In happier news, she has come to love the changing table. I was told this was likely to happen, but it’s really humorous to see. She’s getting a little less pissed off about having to fart, but she still gets “fussy” – but it’s just a very active sort of thing with arms flailing around and legs kicking and her squirming and being variable. But she’ll smile a fair bit during it, so last night, trying to get her to poop without a diaper on (oh, I do love having prefolds I can lay everywhere), we spent 40 minutes “playing” on the changing table. Ok, most of it was me cheering on a poop, but hey, that’s what moms of newborns do.

And in other, other news, tomorrow I start teaching yoga again. First class is at home at night; keep your fingers crossed that she doesn’t start screaming. Then six in the morning Wednesday, where I hope she feeds at a convenient time. Then Wednesday night at home again. Whew. I hope we get lucky with her behavior!

Jun
12

Today was the day to get my ultrasound done. As the birth center doesn’t do ultrasounds, they called the facility that did my prenatal ultrasounds, affiliated with one of our local eastside hospitals. That maternal/fetal medicine facility doesn’t do postpartum care, so they referred me to a women’s clinic in Seattle.

But no one warned us it was an abortion clinic we were being sent to.

I will state up front that I am pro-choice, even after having Daphne. But Jason started having reservations when he checked the website last night. It noted that they provided other services (dealing with miscarriages, free pregnancy tests, etc.), but gave him the “low cost abortion clinic” feel. I had hopes that it was a more general women’s clinic that wanted to be supportive of reproductive rights. Turns out that Jason was right.

# # #

#### ASSIGNMENT A
Copy out the portion of the blog post beginning at "Today was the" and ending at "clinic in Seattle.".
#### ASSIGNMENT B
According to the blog post, why was the writer sent to a women's clinic in Seattle for the ultrasound? Answer in one to three sentences.

# # #

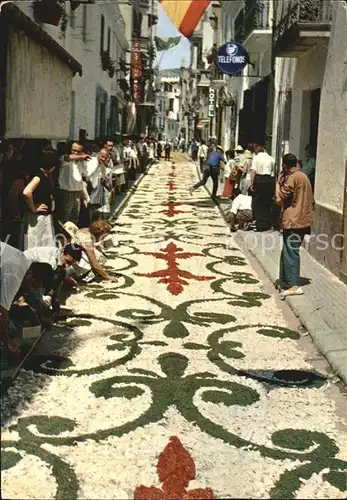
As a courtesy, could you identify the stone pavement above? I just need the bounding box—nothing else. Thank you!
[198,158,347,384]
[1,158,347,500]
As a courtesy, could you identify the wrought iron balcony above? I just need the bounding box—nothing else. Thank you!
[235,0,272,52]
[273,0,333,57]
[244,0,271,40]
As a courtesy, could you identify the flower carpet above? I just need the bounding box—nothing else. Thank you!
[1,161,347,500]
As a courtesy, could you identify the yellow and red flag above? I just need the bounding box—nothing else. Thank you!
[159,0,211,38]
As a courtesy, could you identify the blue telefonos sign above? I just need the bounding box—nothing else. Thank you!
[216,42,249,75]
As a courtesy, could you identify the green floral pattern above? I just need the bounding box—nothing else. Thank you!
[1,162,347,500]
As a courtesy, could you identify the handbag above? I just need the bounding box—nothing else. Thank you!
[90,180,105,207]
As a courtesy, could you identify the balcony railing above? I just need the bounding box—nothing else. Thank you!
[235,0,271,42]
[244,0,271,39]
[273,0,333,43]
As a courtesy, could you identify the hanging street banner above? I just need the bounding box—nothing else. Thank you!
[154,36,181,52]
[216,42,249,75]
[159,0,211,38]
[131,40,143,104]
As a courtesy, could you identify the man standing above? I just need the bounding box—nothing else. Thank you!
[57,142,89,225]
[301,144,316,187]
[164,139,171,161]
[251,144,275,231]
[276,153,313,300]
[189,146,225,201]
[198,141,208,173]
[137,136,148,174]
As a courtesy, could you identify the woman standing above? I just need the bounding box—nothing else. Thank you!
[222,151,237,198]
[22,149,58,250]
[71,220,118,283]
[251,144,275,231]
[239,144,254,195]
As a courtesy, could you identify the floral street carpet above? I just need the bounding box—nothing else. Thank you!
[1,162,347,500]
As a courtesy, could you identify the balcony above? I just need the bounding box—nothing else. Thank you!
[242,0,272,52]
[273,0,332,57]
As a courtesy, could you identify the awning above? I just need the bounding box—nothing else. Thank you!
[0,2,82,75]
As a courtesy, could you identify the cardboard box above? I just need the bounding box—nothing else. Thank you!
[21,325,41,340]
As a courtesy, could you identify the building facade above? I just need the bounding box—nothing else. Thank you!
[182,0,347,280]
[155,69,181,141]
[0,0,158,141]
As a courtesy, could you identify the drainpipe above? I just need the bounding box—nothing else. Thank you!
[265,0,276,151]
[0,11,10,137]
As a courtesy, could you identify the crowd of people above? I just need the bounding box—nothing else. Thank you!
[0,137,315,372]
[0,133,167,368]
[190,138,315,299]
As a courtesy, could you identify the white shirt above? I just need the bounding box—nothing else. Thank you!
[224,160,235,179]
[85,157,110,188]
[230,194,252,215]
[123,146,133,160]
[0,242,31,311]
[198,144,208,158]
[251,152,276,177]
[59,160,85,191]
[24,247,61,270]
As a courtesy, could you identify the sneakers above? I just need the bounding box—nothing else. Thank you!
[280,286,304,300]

# # #

#### RESPONSE A
Today was the day to get my ultrasound done. As the birth center doesn’t do ultrasounds, they called the facility that did my prenatal ultrasounds, affiliated with one of our local eastside hospitals. That maternal/fetal medicine facility doesn’t do postpartum care, so they referred me to a women’s clinic in Seattle.

#### RESPONSE B
The birth center doesn't do ultrasounds, so it called the maternal/fetal medicine facility that had done the prenatal ultrasounds. That facility doesn't do postpartum care, so it referred the writer to a women's clinic in Seattle.